Repeat the records below word for word, omitting the pictures from your answer.

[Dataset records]

★ ★ ★

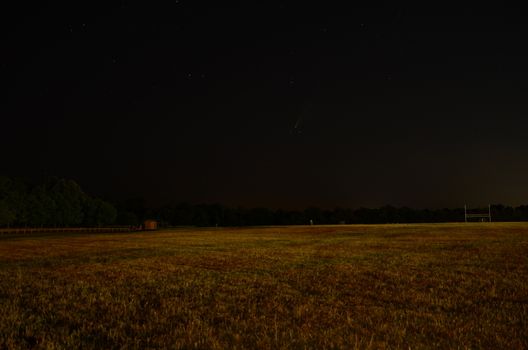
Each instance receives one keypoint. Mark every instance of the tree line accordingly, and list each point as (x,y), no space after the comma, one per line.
(62,203)
(53,203)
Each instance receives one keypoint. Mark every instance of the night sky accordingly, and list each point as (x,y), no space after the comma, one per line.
(269,103)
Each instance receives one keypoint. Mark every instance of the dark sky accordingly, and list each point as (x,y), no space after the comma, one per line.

★ ★ ★

ANSWER TO THIS PROBLEM:
Each instance receives one keypoint. Mark every instance of the tree line accordingly, and list each point as (x,y), no space after the comma, one per line.
(62,203)
(53,203)
Each instance receives one keypoint. Mark every instance of the night sky accordingly, and list each point as (x,y), no space after the comma, one per line.
(269,103)
Each instance receives one keypoint. Mark every instance of the dark sky accordingly, and list each point as (x,y), no space after the comma, one per line.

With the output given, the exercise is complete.